Employing Jack Thompson

As you may or may not know by now, it seems likely that Jack Thompson is to lose his career as a defense attorney. The Florida Bar seems to have gotten the strange impression that he’s a lying, manipulative, offensive duncebreed and is looking to disbar him for no less than ten years.

Since Jack Thompson is a good friend of ours here at Destructoid, we do not want to see him unable to earn his daily bread. Playing the role of careers adviser, Destructoid has taken it upon itself to draw up a list of possible jobs that the silver-haired Lothario would be perfect for. It is our hope that Jack “Jack Thompson” Thompson takes our advice on board and finds a job perhaps even more lucrative and interesting than getting criminals off the hook for a fee.

Hit the jump as we attempt to employ Jack Thompson.

*DATASET ENTRIES*.
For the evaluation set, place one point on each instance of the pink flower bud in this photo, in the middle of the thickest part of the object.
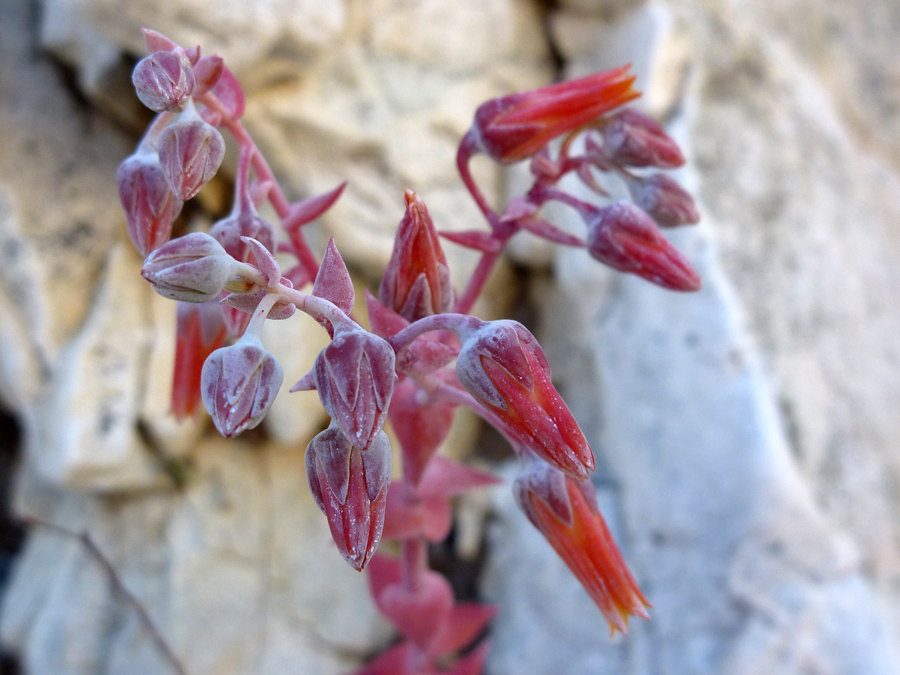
(150, 206)
(192, 268)
(514, 127)
(190, 153)
(624, 237)
(200, 331)
(417, 281)
(666, 201)
(565, 511)
(239, 384)
(504, 368)
(164, 81)
(633, 138)
(350, 485)
(354, 376)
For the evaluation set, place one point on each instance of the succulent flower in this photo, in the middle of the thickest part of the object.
(239, 384)
(150, 206)
(565, 511)
(417, 280)
(504, 368)
(164, 81)
(354, 376)
(633, 138)
(350, 486)
(513, 127)
(190, 153)
(625, 237)
(192, 268)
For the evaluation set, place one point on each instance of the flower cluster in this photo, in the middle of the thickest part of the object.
(425, 355)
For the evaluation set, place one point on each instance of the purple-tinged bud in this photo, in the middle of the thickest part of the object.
(354, 376)
(192, 268)
(633, 138)
(416, 283)
(164, 81)
(190, 153)
(239, 384)
(669, 204)
(502, 365)
(350, 486)
(150, 206)
(624, 237)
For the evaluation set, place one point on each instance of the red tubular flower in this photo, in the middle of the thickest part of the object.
(514, 127)
(350, 486)
(565, 511)
(503, 366)
(200, 331)
(354, 376)
(417, 280)
(625, 237)
(633, 138)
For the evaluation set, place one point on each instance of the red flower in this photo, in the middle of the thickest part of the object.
(200, 331)
(566, 513)
(417, 280)
(503, 366)
(514, 127)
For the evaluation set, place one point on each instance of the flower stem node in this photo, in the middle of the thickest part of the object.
(239, 384)
(565, 511)
(192, 268)
(354, 376)
(350, 486)
(504, 368)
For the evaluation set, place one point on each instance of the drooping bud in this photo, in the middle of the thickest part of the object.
(669, 204)
(192, 268)
(150, 206)
(190, 153)
(625, 237)
(504, 368)
(350, 487)
(633, 138)
(164, 81)
(514, 127)
(239, 384)
(565, 511)
(354, 376)
(417, 280)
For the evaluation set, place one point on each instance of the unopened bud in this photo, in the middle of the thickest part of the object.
(350, 487)
(190, 153)
(624, 237)
(354, 376)
(164, 81)
(633, 138)
(192, 268)
(666, 201)
(150, 206)
(239, 384)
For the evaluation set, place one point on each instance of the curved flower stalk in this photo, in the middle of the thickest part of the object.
(426, 355)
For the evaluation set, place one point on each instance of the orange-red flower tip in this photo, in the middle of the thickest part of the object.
(513, 127)
(565, 511)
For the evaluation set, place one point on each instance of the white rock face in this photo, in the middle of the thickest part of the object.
(745, 435)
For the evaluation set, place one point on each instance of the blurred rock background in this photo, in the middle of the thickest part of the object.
(747, 435)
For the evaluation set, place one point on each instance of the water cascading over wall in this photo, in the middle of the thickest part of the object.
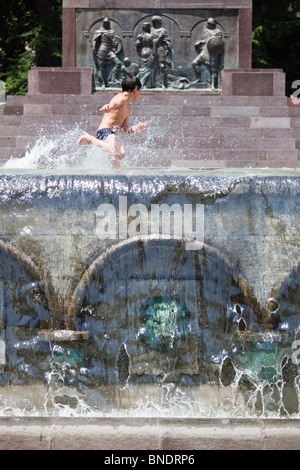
(97, 301)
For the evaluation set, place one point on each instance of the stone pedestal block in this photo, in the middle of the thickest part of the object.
(67, 80)
(253, 82)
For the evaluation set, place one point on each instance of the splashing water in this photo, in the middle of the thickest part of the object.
(60, 150)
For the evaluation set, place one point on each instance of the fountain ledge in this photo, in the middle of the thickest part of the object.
(149, 434)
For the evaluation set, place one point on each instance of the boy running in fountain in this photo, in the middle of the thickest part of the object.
(116, 116)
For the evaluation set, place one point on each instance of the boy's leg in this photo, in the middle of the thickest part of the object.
(111, 144)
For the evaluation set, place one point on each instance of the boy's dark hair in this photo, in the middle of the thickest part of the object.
(129, 83)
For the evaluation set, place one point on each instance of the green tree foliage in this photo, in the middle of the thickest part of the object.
(30, 35)
(276, 37)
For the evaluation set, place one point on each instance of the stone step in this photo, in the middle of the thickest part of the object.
(148, 98)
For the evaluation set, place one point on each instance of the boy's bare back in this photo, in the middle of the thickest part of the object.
(117, 112)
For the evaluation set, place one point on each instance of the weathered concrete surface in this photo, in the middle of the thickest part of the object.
(148, 434)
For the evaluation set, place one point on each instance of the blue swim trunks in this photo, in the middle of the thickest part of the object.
(102, 134)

*DIRECTIVES*.
[1] From the article on employing Jack Thompson, set down everything from "Since Jack Thompson" down to "employ Jack Thompson.".
[2] In the article on employing Jack Thompson, for how long is the Florida Bar looking to disbar him?
[3] Write what comes next in the article on employing Jack Thompson, picking up after its final line.

*TASK RESULTS*.
[1]
Since Jack Thompson is a good friend of ours here at Destructoid, we do not want to see him unable to earn his daily bread. Playing the role of careers adviser, Destructoid has taken it upon itself to draw up a list of possible jobs that the silver-haired Lothario would be perfect for. It is our hope that Jack “Jack Thompson” Thompson takes our advice on board and finds a job perhaps even more lucrative and interesting than getting criminals off the hook for a fee.

Hit the jump as we attempt to employ Jack Thompson.

[2] No less than ten years.

[3]
Professional Wrestler:

As I know from experience, if there is one thing Jack Thompson is good at, it’s trash talking, and this is a trait that professional wrestlers need perhaps even more than athletic ability. Professional wrestling is where men do pretend things for two hours a night, so it’d be perfect for JT, who is already well versed in faking things.  

If you’ve ever heard a wrestling promo, you’ll know that they basically talk into a microphone for up to thirty minutes, finding thousands of words to use while only conveying a handful of information (usually along the lines of which ass they are going to kick at Summerslam). If anybody could match such insubstantial rambling, it’s Jack “Ring Stinger” Thompson and his brutal finisher, The Dis-Armbar.


There is but one sound on Earth that can drown out Jack Thompson’s voice, and that’s the ceaseless droning of a thousand bees. This job is worth Jack’s consideration just for the sense of challenge he could enjoy in trying to interrupt the buzzing honey makers. He likes to fight against the odds, and a betting man would favor the bees in an argument. Prove those gamblers wrong, Jack!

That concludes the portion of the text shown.